• _STATED GOAL_
Report every line in the items below that contains the word "lamp", copying each such line in full.

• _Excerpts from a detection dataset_
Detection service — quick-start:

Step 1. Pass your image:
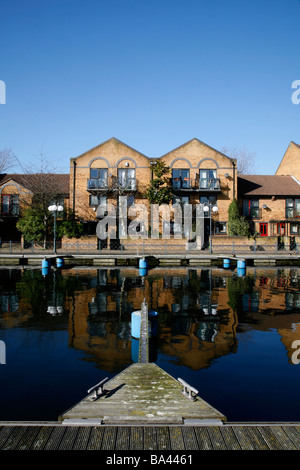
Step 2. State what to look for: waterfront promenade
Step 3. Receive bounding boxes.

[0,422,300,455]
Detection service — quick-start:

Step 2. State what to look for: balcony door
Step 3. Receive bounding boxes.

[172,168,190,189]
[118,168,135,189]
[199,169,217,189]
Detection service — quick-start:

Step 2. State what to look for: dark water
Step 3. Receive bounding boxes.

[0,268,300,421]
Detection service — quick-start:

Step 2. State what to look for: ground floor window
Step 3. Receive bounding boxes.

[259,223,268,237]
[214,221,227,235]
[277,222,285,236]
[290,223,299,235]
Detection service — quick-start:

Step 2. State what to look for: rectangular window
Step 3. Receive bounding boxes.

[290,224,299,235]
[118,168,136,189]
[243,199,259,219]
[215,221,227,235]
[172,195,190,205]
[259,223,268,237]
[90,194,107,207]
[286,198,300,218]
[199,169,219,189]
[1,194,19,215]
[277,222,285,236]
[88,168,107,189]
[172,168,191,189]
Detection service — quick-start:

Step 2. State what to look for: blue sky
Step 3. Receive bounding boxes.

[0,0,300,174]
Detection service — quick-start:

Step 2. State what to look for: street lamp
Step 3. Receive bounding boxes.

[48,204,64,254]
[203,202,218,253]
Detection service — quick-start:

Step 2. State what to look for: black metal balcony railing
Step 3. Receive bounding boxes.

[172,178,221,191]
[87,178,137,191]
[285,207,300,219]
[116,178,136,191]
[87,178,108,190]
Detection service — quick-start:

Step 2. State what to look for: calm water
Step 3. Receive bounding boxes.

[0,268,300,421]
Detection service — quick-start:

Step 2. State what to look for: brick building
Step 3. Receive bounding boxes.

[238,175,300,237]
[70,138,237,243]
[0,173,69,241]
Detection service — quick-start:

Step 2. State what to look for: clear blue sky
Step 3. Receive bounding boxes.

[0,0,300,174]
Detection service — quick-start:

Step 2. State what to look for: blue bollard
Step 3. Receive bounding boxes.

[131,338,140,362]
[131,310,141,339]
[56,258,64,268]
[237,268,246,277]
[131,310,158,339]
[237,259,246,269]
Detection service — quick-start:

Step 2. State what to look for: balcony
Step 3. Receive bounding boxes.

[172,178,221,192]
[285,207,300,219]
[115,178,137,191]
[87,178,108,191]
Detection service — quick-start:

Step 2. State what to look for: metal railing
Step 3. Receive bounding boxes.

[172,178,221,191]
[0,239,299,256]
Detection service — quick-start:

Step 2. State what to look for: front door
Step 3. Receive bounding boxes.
---
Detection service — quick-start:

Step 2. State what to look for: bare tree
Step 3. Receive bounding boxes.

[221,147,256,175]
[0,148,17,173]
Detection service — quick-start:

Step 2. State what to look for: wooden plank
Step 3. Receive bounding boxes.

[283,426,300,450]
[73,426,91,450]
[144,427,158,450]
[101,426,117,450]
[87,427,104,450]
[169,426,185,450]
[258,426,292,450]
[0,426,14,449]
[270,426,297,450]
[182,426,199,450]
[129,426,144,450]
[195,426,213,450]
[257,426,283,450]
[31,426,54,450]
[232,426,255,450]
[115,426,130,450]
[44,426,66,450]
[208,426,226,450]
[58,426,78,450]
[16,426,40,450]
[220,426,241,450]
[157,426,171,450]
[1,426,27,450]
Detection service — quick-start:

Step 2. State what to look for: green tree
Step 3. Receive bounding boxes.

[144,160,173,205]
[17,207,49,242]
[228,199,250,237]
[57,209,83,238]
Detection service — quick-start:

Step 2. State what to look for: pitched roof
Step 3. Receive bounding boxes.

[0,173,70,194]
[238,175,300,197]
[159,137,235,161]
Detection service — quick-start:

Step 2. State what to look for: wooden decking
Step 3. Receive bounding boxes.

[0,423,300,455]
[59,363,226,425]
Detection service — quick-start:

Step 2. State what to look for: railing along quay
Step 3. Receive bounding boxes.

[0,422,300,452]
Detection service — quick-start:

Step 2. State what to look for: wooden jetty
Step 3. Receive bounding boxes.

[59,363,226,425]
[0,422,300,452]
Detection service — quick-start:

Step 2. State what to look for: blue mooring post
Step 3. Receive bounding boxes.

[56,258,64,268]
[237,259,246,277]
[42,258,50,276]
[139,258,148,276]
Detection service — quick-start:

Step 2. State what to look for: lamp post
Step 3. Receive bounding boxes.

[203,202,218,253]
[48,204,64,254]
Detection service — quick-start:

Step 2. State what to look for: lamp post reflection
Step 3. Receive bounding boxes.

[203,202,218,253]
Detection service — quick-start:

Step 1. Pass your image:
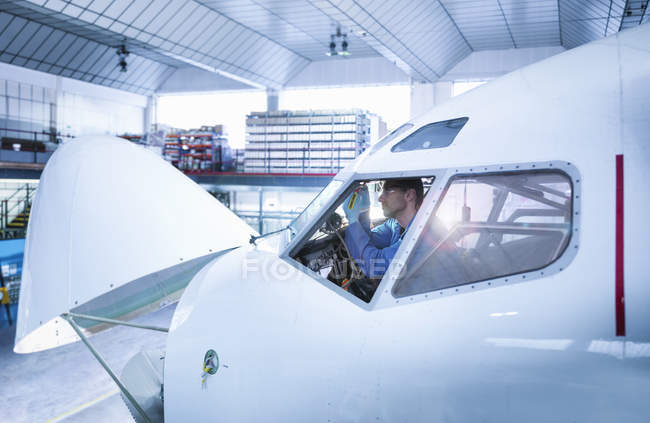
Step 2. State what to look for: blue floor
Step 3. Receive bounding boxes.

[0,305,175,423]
* * *
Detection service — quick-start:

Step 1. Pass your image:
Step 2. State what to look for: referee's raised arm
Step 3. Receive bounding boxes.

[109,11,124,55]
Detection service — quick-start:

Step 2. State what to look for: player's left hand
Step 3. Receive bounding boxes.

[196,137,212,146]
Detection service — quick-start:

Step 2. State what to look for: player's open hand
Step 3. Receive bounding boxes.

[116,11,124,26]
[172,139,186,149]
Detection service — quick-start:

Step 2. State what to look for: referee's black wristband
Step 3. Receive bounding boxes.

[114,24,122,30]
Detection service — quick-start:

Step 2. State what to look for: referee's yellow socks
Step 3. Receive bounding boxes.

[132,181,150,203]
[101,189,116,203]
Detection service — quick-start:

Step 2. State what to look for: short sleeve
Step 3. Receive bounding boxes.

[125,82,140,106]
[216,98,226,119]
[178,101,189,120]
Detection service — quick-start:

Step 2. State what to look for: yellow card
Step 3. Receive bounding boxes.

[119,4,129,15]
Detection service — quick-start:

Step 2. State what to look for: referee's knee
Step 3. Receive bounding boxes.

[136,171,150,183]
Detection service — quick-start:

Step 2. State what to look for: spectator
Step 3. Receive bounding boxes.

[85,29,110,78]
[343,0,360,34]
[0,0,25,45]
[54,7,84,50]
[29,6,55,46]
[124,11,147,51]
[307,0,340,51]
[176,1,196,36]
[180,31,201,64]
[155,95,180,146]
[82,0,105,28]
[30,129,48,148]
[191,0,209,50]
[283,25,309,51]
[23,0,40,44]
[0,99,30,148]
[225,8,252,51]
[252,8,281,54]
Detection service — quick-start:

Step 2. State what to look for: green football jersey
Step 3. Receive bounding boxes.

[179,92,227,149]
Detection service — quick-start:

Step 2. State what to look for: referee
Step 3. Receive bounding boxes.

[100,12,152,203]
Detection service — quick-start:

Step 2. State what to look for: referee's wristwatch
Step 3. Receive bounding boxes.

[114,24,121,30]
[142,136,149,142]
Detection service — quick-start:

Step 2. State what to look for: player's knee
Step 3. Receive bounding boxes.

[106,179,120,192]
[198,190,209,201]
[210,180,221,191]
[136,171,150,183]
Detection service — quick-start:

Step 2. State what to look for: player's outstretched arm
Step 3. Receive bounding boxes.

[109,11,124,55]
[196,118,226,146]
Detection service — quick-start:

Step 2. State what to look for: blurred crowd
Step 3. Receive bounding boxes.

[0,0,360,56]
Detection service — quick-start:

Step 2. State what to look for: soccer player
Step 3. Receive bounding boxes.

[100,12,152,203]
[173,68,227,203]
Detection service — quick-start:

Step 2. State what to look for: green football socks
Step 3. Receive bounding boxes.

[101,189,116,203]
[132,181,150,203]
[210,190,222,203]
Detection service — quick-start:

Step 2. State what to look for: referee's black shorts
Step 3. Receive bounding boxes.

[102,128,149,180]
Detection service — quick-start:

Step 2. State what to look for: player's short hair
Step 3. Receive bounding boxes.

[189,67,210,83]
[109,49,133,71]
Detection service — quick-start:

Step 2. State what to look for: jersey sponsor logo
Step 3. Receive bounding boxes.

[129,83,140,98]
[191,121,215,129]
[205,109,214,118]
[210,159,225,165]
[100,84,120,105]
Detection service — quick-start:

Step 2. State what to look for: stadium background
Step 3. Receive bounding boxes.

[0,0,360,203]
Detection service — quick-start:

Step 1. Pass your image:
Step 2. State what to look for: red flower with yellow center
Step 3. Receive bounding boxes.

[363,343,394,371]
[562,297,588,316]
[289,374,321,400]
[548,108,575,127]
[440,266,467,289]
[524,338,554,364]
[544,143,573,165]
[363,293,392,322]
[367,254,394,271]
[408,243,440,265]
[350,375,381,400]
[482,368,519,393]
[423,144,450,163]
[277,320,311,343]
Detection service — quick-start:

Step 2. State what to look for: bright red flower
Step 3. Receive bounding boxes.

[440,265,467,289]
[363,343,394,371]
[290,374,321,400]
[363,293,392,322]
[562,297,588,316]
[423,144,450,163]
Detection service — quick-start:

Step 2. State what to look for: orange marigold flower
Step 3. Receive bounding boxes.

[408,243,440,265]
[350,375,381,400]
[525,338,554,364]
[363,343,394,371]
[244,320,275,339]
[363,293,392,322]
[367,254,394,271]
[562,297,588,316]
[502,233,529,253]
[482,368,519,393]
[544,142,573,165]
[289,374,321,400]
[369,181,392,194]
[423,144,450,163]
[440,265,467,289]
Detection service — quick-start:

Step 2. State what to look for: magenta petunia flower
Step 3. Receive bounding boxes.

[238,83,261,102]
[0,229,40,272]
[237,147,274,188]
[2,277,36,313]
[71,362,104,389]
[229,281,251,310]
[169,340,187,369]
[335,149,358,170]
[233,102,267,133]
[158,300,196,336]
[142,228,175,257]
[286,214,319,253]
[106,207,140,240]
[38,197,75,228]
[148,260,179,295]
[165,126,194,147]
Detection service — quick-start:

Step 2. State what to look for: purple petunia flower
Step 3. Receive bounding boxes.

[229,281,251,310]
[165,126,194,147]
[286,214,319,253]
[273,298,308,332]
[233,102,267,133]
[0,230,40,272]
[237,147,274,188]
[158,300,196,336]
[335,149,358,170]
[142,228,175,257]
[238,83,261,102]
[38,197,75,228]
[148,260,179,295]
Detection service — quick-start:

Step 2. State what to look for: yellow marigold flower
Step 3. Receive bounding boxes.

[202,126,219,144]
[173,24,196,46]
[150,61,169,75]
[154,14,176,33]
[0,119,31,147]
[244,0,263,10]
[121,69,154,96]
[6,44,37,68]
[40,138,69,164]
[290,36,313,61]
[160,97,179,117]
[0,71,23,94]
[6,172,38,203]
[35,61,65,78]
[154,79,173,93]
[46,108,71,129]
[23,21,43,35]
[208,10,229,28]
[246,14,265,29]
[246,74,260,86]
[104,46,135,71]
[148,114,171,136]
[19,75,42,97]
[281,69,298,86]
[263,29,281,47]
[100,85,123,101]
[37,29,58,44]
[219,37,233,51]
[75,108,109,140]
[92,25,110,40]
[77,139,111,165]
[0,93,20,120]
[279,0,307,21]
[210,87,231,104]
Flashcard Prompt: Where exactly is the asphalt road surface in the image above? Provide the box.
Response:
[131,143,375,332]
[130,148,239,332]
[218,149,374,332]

• _ANSWER TO THE TASK_
Step 2. State what to look for: street lamp
Step 2. State what to look for: lamp post
Step 2. State what to look for: lamp post reflection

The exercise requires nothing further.